▸ Task brief: Find the string "dark" in the data, and copy out each line that has it.

▸ Task material:
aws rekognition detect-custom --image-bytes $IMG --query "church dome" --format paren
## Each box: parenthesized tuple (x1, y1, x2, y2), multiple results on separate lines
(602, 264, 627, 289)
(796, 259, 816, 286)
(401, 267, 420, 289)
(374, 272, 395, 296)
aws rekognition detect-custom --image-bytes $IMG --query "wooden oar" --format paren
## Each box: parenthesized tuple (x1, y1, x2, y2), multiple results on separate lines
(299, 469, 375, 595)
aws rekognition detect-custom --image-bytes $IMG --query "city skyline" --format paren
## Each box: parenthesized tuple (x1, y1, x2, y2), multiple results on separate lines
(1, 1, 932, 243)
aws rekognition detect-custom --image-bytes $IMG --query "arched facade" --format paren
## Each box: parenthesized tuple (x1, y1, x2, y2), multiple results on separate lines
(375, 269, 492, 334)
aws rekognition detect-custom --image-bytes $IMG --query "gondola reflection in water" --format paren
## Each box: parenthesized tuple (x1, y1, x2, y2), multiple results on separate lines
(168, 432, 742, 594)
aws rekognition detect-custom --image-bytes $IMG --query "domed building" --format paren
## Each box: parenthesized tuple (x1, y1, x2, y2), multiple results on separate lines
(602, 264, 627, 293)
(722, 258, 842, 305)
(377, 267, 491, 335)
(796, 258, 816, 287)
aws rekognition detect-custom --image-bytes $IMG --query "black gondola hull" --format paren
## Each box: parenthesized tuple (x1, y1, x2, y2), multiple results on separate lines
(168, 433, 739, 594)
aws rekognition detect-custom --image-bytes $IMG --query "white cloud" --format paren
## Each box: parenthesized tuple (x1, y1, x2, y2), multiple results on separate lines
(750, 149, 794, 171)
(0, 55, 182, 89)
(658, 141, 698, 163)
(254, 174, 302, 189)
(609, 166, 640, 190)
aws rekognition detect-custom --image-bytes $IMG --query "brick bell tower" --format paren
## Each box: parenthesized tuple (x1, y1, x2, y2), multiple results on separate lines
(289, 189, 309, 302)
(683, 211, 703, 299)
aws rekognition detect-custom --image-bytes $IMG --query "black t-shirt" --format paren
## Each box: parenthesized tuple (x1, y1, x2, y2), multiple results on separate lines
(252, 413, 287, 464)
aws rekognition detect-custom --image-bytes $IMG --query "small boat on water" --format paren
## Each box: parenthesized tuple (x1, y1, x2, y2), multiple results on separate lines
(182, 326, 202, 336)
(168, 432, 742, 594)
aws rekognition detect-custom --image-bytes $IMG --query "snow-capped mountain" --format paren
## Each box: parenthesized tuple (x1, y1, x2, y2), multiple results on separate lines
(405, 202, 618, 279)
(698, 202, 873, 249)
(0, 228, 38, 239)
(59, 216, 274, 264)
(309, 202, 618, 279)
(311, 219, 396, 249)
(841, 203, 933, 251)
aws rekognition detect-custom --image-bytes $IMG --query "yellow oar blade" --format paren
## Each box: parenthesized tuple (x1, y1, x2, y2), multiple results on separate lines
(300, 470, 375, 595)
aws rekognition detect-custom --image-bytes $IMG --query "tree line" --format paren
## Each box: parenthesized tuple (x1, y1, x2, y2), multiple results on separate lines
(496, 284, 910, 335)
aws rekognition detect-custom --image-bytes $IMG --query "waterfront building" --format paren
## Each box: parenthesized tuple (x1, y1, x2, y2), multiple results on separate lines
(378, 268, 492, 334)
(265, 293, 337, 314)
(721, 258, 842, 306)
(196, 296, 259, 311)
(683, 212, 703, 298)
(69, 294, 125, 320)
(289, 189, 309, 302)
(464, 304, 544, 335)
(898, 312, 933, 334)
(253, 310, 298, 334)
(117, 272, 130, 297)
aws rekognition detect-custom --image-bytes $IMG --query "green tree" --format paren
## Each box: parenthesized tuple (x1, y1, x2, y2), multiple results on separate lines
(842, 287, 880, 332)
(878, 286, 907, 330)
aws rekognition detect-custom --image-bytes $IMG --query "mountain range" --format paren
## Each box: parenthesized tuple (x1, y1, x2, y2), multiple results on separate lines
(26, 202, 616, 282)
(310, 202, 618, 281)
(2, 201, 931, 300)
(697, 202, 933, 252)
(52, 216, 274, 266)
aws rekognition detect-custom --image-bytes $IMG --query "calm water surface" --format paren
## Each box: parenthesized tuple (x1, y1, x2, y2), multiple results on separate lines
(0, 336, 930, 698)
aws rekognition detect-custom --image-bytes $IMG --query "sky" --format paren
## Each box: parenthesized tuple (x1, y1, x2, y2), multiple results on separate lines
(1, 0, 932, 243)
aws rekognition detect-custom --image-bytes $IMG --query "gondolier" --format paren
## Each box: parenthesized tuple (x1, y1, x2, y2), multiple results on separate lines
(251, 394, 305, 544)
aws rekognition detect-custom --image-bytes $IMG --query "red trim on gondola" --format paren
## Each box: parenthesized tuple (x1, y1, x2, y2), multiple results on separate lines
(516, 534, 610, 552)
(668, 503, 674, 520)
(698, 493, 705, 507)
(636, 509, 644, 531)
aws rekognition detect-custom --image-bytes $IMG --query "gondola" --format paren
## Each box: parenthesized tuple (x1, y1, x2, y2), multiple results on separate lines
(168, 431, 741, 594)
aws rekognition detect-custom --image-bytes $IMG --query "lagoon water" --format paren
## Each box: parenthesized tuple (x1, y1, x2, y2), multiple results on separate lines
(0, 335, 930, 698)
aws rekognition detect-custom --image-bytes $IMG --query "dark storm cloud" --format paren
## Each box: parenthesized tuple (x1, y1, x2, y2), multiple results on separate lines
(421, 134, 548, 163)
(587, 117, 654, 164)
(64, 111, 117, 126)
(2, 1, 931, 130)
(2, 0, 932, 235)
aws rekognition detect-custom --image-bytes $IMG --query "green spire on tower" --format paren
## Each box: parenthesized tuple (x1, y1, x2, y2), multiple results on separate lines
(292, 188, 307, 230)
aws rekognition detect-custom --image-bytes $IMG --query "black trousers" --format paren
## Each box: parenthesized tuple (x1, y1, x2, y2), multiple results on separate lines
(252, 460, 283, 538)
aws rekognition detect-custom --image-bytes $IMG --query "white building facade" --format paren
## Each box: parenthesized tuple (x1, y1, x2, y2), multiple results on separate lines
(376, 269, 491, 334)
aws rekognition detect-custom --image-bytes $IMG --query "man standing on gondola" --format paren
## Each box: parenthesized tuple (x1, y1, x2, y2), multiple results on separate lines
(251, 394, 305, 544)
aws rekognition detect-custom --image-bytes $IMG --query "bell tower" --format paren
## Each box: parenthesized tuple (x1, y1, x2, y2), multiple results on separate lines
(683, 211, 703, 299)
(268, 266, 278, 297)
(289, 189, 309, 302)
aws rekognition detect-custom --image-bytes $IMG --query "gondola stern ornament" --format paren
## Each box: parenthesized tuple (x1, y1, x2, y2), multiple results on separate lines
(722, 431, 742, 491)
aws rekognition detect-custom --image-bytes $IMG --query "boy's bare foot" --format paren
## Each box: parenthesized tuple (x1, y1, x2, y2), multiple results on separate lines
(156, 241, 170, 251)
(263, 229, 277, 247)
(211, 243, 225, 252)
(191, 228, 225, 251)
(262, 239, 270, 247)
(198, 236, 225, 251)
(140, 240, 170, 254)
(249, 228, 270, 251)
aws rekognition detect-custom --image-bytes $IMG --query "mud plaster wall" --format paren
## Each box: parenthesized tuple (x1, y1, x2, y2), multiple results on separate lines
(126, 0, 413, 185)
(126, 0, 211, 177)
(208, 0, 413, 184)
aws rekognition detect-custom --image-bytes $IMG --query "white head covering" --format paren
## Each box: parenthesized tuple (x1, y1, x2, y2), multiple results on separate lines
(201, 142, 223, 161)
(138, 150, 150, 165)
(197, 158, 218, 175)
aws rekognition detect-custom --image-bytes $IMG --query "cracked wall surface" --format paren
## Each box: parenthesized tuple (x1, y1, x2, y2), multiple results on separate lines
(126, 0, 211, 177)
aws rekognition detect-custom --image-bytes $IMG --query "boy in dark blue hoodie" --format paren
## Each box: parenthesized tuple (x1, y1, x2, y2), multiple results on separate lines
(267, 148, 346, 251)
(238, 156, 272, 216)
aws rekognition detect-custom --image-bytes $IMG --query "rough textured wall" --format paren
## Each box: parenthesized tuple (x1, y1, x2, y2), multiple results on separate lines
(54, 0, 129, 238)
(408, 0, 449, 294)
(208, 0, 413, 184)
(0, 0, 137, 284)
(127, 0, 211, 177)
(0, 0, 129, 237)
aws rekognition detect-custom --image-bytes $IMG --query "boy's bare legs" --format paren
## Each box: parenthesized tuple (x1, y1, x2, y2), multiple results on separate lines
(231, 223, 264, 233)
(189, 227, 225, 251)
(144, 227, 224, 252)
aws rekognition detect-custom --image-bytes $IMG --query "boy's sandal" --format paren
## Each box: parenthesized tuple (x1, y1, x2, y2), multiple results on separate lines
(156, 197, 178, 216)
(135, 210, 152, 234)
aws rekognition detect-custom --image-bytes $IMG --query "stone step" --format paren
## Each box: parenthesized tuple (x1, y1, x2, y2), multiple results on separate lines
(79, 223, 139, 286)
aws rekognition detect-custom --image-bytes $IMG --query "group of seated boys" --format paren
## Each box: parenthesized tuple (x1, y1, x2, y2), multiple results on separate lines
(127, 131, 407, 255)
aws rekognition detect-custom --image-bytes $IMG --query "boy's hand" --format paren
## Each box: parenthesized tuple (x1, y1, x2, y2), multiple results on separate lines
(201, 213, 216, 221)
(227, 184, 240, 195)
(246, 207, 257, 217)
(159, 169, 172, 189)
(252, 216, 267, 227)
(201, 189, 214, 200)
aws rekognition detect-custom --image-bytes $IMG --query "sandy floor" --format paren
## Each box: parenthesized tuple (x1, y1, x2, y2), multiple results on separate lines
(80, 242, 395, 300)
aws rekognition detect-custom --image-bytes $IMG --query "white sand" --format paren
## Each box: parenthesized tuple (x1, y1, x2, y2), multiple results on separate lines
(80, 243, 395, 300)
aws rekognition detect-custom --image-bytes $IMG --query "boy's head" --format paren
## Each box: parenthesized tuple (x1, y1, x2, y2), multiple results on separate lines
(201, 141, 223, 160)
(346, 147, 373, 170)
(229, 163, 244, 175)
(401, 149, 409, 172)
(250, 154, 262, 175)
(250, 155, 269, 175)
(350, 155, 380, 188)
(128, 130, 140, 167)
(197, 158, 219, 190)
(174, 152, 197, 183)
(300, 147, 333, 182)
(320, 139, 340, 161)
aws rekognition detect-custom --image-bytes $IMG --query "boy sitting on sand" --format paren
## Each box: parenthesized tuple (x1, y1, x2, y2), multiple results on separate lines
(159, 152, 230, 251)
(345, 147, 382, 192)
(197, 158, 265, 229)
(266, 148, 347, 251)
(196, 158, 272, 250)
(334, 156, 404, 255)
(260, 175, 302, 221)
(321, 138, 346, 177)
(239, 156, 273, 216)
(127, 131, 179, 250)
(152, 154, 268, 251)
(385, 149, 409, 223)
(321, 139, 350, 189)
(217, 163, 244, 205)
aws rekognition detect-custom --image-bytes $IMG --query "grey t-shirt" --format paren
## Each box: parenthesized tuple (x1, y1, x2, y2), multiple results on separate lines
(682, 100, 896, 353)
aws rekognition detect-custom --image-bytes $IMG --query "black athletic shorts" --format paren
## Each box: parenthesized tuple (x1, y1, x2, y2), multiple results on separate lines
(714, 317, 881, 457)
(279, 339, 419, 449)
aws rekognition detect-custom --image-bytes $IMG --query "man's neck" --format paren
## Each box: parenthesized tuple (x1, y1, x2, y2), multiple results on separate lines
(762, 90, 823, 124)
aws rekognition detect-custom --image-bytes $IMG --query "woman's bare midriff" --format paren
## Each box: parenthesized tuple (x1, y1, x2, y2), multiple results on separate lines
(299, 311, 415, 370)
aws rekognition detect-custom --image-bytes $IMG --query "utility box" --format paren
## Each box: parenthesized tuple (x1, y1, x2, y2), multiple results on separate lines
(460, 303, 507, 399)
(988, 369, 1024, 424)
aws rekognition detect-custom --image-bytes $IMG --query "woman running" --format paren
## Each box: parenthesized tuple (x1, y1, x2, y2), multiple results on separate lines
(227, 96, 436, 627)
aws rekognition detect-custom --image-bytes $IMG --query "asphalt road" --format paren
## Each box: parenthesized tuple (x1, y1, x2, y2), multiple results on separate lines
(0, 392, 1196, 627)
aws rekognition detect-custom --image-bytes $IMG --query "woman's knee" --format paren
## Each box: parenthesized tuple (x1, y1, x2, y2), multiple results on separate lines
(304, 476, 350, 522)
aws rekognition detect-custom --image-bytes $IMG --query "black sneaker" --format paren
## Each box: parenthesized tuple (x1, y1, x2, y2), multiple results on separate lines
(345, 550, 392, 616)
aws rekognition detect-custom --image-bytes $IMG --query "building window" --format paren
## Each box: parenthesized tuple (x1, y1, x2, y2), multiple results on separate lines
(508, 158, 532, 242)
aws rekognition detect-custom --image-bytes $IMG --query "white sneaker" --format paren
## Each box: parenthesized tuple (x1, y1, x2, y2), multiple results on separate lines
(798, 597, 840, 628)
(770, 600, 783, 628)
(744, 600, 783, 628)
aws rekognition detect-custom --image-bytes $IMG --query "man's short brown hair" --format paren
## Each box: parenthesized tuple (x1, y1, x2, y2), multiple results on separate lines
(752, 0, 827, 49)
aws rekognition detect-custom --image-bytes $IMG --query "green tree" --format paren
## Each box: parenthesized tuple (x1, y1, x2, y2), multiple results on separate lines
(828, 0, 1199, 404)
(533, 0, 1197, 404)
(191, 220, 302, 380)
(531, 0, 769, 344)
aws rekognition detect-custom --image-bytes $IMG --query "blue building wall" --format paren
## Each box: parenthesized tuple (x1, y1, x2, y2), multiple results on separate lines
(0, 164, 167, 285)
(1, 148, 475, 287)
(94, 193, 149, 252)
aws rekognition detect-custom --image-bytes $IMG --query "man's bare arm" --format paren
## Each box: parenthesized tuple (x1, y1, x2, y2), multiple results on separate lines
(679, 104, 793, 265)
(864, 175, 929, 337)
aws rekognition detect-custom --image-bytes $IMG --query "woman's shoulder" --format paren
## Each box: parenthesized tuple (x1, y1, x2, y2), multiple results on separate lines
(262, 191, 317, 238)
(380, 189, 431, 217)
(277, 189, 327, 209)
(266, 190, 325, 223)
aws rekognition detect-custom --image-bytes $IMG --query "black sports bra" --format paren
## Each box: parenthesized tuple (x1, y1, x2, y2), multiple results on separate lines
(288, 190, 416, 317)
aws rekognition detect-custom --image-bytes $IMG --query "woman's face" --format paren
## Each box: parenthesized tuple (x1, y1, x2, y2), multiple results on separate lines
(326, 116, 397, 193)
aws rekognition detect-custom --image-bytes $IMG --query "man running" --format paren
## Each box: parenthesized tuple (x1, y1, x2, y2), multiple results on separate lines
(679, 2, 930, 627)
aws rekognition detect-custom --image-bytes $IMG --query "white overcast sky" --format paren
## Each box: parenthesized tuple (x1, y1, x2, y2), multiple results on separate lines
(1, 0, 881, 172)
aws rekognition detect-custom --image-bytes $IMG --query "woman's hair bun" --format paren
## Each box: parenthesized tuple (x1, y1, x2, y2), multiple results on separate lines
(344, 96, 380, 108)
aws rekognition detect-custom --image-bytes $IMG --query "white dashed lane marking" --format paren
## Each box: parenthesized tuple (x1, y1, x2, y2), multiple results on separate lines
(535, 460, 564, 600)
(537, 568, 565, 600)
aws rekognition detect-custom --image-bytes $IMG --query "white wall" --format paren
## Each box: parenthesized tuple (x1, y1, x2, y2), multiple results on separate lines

▸ Written answer:
aws rekognition detect-custom --image-bytes $IMG --query "dark storm cloud" --format paren
aws rekognition detect-custom --image-bytes $IMG --query "boy in dark blue hoodie" --format paren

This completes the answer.